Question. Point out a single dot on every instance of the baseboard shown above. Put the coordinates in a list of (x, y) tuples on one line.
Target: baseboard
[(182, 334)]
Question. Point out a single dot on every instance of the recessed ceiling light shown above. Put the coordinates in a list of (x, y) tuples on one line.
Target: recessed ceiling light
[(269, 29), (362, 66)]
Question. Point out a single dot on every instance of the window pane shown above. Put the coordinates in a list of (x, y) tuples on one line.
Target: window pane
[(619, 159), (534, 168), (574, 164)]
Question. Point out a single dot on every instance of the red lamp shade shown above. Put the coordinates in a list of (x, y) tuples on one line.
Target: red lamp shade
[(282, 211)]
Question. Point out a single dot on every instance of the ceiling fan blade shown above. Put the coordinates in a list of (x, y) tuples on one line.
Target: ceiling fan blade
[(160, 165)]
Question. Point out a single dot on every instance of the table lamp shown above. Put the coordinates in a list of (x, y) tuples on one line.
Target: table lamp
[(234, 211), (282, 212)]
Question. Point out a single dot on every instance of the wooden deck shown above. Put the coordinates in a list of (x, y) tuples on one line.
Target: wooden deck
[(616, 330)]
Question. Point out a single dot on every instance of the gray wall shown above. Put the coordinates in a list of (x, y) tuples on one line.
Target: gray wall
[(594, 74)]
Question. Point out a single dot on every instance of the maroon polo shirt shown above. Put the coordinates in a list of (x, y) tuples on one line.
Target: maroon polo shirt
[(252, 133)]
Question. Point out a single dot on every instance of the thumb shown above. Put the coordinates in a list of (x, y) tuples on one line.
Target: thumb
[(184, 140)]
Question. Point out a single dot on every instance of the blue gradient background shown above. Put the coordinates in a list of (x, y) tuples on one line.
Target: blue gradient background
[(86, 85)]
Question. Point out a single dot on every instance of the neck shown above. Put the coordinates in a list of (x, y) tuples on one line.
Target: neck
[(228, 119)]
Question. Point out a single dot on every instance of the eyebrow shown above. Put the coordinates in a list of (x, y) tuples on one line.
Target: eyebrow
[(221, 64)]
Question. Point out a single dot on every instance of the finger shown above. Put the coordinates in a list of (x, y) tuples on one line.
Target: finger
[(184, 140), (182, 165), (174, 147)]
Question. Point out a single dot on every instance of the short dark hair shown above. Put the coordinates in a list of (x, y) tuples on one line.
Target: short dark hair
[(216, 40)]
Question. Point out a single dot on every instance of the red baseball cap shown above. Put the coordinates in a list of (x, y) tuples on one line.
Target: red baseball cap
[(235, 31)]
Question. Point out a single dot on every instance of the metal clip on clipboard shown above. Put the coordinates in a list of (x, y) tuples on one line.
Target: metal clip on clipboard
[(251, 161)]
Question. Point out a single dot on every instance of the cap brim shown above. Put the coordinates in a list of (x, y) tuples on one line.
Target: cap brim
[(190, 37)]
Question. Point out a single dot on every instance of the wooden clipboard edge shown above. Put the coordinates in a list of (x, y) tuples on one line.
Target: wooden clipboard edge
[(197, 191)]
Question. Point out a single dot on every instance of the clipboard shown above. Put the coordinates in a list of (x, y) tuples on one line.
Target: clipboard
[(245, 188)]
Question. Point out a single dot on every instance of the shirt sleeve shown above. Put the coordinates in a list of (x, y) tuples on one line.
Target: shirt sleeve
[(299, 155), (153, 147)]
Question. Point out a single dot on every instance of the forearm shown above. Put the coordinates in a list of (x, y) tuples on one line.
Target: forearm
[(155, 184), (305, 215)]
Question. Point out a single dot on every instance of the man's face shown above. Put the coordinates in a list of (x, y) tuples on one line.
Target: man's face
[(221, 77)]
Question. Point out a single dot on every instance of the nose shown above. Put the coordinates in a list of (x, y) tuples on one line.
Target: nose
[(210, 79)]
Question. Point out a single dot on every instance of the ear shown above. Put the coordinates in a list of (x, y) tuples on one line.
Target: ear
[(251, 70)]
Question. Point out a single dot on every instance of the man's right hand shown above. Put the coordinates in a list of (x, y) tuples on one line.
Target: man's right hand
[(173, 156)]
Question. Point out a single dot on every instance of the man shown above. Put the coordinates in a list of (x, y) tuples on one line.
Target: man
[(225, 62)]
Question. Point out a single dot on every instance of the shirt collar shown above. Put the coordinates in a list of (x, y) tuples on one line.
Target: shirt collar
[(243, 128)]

● Problem description
Produce the entries above once more, identical in every detail.

● Result for this task
Question. Point out a single dot on every instance of the baseboard shown above. Put the coordinates in a list of (x, y) tuples on one line.
Target: baseboard
[(182, 334)]
Question. Point out a single dot on every instance of the recessed ceiling light shown above. Put the coordinates in a list of (x, y) tuples on one line.
Target: recessed ceiling light
[(269, 29), (362, 66)]
Question. Point out a single dot on every instance of the window pane shown above. Put the coordinates in a list of (x, y) tuples on one line.
Target: window pane
[(619, 159), (534, 168), (574, 164)]
Question. Point out a single dot on every instance of the red lamp shade shown above. Put the coordinates in a list of (x, y) tuples on one line.
Target: red lamp shade
[(282, 211)]
Question. Point out a single dot on every instance of the ceiling fan blade shown above. Put the coordinates in a list of (x, y) tuples on one line.
Target: ceiling fan blade
[(160, 165)]
Question. Point out a single dot on every instance of the table lamp shown above. Put the coordinates in a list of (x, y) tuples on one line.
Target: table lamp
[(234, 211), (282, 212)]
Question. Point out a single dot on every instance of the wooden deck shown above. Put the coordinates in a list of (x, y) tuples on one line.
Target: wooden deck
[(616, 330)]
Question. Point out a single dot on every instance of the gray wall shown above. Put the coordinates in a list of (x, y) tuples on one line.
Target: gray wall
[(594, 74)]
Question. Point out a single dot on every instance of the maroon polo shirt shown above. Put the coordinates in a list of (x, y) tuples on one line.
Target: maroon polo shirt
[(252, 133)]
Question. Point out a single dot on every instance of the thumb shown above. Put the coordinates in a list of (x, y) tuples on one line.
Target: thumb
[(184, 140)]
Question. Point out a single dot on every instance of the blue gradient background shown above. Put the coordinates in a list of (x, y) tuples on one line.
Target: blue gradient background
[(86, 85)]
Question. Point out a single dot on every instance of the neck shown above. Put the coordinates in a list of (x, y) tuples on one line.
Target: neck
[(228, 119)]
Question. Point out a single dot on every instance of the eyebrow shown above. Put the coordinates in a list of (x, y) tuples on one line.
Target: eyebrow
[(221, 64)]
Question. Point out a single dot on every instance of the finger shown above. Put the coordinates in a list of (x, y) tuples on one line.
Target: finger
[(184, 140), (182, 165), (174, 147)]
Question. Point out a single dot on every instance of the short dark hair shown above. Put the coordinates in a list of (x, y) tuples on one line.
Target: short dark hair
[(216, 40)]
Question. Point out a single dot on every instance of the red baseball cap shown above. Put the coordinates in a list of (x, y) tuples on one line.
Target: red baseball cap
[(235, 31)]
Question. Point out a single dot on every instance of the metal clip on clipboard shown above. Put the coordinates in a list of (x, y) tuples on one line.
Target: metal clip on clipboard
[(251, 161)]
Question. Point out a single dot on every instance of the cap brim shown above. Put the coordinates in a list of (x, y) tuples on one line.
Target: cap brim
[(190, 37)]
Question. Point out a single dot on every instance of the wooden clipboard edge shown above. Put the coordinates in a list of (x, y) tuples on one line.
Target: wooden clipboard edge
[(197, 191)]
Question. Point out a single dot on every instance of the clipboard shown above. Put the coordinates in a list of (x, y) tuples on one line.
Target: clipboard
[(245, 188)]
Question. Point out a single dot on every instance of the shirt sleeve shown above. Put the coordinates in a list of (x, y) tuples on one line.
Target: shirt sleeve
[(299, 155), (153, 147)]
Question. Point out a single dot on every instance of the forearm shown above. Put the coordinates in a list of (x, y) tuples on one line.
Target: forearm
[(155, 184), (305, 215)]
Question. Point out a single dot on every instance of the man's face shown above. Put the coordinates in a list of (x, y) tuples on one line.
Target: man's face
[(221, 77)]
Question. Point out a single dot on every instance of the nose shown above. Put the coordinates in a list of (x, y) tuples on one line.
Target: nose
[(210, 79)]
Question. Point out a single dot on every instance of the ear shown above. Put the coordinates in a list of (x, y) tuples on one line.
Target: ear
[(251, 70)]
Question. Point out a single dot on every instance of the man's right hand shown above. Put the coordinates in a list of (x, y) tuples on one line.
Target: man's right hand
[(173, 156)]
Question. Point out a single dot on every instance of the man shown above. Put the coordinates in a list of (x, y) tuples on one line.
Target: man
[(225, 62)]
Question. Point out a single dot on every instance of the shirt collar shown above. Put the coordinates in a list of (x, y) tuples on one line.
Target: shirt collar
[(243, 128)]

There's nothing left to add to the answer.